** Start of Document section **

M A I N * L I N K S
SUNY Fredonia
Division of Arts and Humanities
ENGL/INDS 240: Introduction to African American Literature and Culture
Fall 2008
Section 1: MWF 3-3:50, Fenton 174
Office: Fenton 265; MWF 1-2, Th 3-5, and by appointment; 673-3856
E-mail: simon@fredonia.edu; brucesimon18@yahoo.com
Web site: www.fredonia.edu/department/english/simon/
ANGEL space: https://angel.fredonia.edu/
City
If you thought we were missing out on a lot of country-related works, it'll probably make you feel worse to realize that we're missing out on an even greater number of city-related works, from takes on segregation-era Chicago like Richard Wright's autobiography Black Boy and August Wilson's play Ma Rainey's Black Bottom to the variegated cultural productions of the Harlem Renaissance (sometimes called the New Negro Renaissance to emphasize that it was a national phenomenon not limited to Harlem) and their relation to the modernist movement in Europe and America, to such post-Renaissance engagements with the city as Richard Wright's novel Native Son, Baldwin's and Ellison's many essay collections, Anne Petry's novel The Street (although we are getting a taste of it in our anthology), Paule Marshall's novel Brown Girl, Brownstones, William Attaway's novel Blood on the Forge, Chester Himes's novel If He Hollers Let Him Go, Amiri Baraka's play Dutchman, Gloria Naylor's novel The Women of Brewster Place, August Wilson's play Fences, or Rita Dove's book of poetry Thomas and Beulah--not to mention recent efforts to rethink the Harlem Renaissance era by such writers as Ishmael Reed (Mumbo Jumbo), Toni Morrison (most notably in Jazz, but she engages urban life in virtually every novel), or Samuel Delany (we're only reading a fragment of the brilliant novella Atlantis: Model 1924).
What we'll do instead is focus on representations of urban life or perspectives on the relation between country and city in early-to-mid-twentieth century African American literature. We'll be building on representations of the city in the slave narratives we read by Douglass and Jacobs in the country unit, as well as focus on the other end of the great migration that was the foreground of Wilson's play set in 1911 Pittsburgh. We'll get a chance to read important works by Brooks and Hansberry in their entirety, along with excerpts from many others. You will have the option for your critical essay on this unit to contrast late twentieth century movies by African Americans and others and consider how representations of the city have changed over the course of the twentieth century. More generally, we will consider how a given writer responds to the place itself and to typical images of and narratives about that place in their times. What's at stake in the differing representations of and responses to the city, from the Harlem Renaissance to the blaxploitation and gangsta films of the past thirty years? Is the city a chance for a new start or just old wine in a new bottle? Is the city the cultural center of African American life, or does the country retain its position of prominence?
Suggestions for further exploration:
- Highly Recommended Movies: Do the Right Thing (Spike Lee, 1989, 120 min.); Boyz in the Hood (John Singleton, 1991, 112 min.); New Jack City (Mario Van Peebles, 1991, 101 min.); Deep Cover (Bill Duke, 1992, 107 min.); Menace II Society (Allen and Albert Hughes, 1993, 104 min.); Slam (Marc Levin, 1998, 100 min.)

** End of Document section **
** Start of Material shown **

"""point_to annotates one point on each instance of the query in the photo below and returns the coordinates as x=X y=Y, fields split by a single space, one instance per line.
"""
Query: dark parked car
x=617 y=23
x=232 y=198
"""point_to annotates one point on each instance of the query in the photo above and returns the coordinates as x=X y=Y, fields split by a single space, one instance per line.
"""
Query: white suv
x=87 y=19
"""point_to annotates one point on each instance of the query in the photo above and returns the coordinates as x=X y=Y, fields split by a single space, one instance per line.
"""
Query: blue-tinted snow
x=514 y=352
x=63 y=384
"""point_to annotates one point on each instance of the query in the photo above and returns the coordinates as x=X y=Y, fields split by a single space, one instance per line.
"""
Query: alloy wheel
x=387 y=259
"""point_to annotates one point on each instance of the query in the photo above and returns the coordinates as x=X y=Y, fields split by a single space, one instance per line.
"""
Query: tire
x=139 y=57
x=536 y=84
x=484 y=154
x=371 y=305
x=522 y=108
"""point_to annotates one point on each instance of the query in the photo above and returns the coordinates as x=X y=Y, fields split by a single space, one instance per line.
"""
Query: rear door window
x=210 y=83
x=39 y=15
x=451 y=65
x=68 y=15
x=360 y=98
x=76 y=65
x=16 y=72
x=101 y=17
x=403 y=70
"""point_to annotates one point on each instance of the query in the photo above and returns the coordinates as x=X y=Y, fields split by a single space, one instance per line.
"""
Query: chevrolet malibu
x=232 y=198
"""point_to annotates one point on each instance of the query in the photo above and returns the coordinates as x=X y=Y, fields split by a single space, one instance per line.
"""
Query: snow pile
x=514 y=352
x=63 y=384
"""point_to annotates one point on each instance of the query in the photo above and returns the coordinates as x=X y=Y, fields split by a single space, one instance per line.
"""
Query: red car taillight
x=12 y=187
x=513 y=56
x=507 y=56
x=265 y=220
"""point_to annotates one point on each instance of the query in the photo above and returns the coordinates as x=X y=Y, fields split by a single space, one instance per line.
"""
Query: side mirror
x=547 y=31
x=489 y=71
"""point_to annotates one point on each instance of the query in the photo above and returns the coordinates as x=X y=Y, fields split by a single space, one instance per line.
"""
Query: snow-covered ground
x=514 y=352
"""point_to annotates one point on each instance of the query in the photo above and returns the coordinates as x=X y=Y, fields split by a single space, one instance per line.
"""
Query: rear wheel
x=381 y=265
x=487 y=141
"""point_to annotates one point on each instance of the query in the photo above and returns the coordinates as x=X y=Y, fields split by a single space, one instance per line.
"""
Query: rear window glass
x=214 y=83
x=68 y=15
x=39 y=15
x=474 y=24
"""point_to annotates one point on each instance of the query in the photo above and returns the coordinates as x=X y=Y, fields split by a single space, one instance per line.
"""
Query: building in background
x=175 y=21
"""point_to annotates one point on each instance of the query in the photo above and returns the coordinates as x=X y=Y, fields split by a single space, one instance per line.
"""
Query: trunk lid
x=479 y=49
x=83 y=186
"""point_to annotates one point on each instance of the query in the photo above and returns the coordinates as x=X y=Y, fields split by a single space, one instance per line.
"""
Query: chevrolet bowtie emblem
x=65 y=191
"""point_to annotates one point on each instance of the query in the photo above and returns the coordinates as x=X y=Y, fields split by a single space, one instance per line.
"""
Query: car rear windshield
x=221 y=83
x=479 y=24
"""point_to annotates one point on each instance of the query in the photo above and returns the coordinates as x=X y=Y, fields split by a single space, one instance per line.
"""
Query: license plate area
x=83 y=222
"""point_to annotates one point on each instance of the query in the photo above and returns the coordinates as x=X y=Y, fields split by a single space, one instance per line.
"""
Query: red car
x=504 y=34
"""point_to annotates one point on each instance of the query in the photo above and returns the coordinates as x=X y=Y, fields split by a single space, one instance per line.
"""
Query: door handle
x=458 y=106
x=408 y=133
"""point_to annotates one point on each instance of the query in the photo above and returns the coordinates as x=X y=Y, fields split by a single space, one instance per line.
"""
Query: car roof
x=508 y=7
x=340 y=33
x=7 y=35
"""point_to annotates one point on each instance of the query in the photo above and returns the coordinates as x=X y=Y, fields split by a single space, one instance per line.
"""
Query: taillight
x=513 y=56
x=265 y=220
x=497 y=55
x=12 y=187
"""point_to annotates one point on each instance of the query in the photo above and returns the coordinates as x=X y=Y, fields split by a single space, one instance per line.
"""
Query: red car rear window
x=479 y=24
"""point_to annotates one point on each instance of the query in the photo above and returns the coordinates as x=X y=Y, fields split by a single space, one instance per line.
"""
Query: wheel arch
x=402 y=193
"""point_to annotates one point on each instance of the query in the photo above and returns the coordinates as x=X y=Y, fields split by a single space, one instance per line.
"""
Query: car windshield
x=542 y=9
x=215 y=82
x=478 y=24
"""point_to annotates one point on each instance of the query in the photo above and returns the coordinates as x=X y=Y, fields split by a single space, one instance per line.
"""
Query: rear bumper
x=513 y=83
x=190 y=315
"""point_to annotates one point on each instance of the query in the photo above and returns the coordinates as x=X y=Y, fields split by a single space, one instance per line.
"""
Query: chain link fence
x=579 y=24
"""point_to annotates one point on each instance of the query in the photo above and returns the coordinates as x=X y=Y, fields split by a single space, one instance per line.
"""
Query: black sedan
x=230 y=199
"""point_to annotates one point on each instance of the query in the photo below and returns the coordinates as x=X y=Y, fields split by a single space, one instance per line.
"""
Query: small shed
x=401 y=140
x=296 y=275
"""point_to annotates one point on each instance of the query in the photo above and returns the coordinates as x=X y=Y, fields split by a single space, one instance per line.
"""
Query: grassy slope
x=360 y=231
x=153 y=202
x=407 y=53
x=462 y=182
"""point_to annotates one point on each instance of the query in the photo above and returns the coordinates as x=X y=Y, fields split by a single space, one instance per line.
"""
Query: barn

** End of Material shown **

# [To-do list]
1. In the city unit description, which two writers' works will the class read in their entirety?
2. Rewrite the part of the city unit description starting at "Suggestions for further" and ending at "1998, 100 min.)", with "Highly Recommended Movies" replaced by "Suggested Films".
3. Carry on the city unit description from its final line.

# [Answers to each task]
1. Brooks and Hansberry.

2.
Suggestions for further exploration:
- Suggested Films: Do the Right Thing (Spike Lee, 1989, 120 min.); Boyz in the Hood (John Singleton, 1991, 112 min.); New Jack City (Mario Van Peebles, 1991, 101 min.); Deep Cover (Bill Duke, 1992, 107 min.); Menace II Society (Allen and Albert Hughes, 1993, 104 min.); Slam (Marc Levin, 1998, 100 min.)

3.
- Wright and Left Politics. For a sense of the 1930s and 1940s political terrain in Harlem that Wright was implicitly commenting on in Black Boy, see the essays on that time period in Robin D.G. Kelley's Race Rebels: Culture, Politics, and the Black Working Class, Mark Naison's Communists in Harlem during the Depression, and William Maxwell's New Negro, Old Left: African American Writing and Communism between the Wars. Paul Buhle's Marxism in the United States: Remapping the History of the American Left, Barbara Foley's Radical Representations, and Michael Denning's The Cultural Front provide impressive re-imaginations of the period, as well.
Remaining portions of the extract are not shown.